- _Exercise brief_:
Reproduce each of the following lines word for word, without changing anything.

- _Items listed in a dataset_:

------------------------

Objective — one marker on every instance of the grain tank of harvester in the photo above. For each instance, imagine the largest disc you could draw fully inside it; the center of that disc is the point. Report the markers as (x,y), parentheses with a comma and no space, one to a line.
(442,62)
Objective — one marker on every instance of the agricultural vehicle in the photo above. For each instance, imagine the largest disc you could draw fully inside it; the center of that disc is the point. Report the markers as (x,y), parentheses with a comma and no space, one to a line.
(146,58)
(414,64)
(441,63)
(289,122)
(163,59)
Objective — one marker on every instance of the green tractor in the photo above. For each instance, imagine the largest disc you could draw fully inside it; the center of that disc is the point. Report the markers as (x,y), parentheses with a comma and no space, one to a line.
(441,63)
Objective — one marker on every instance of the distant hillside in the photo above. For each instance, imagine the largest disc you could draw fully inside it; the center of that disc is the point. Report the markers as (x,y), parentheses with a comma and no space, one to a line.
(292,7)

------------------------

- _Answer below_:
Objective — one marker on every instance of the grain tank of harvester in the photo above. For each instance, imagine the largest disc you could draw fully inside it; the center of that disc is the point. Report the markers as (x,y), parentheses with a comma and no space, one to a line.
(442,62)
Objective — one marker on every instance of the agricultural vehicle in the photo above. For each instance, imagine the largest disc you could draw fully inside it; the center of that disc is the point. Report the markers as (x,y), parentheses with a comma and no space, one to a line.
(146,58)
(414,64)
(441,63)
(289,122)
(163,59)
Objective — one marker on every instance of the green tractor in the photo above. For each instance, imagine the largest disc you could draw fully inside it; the center of that disc is the point. Report the markers as (x,y), parentheses with a comma and no space, one to a line.
(441,63)
Objective — one marker on every instance of the distant hillside in the photo above. For each instance, imagine the largest disc you could draw fully inside it; the center of that disc is the point. Report the markers as (x,y), parentheses with a comma and no space, one to a line.
(292,7)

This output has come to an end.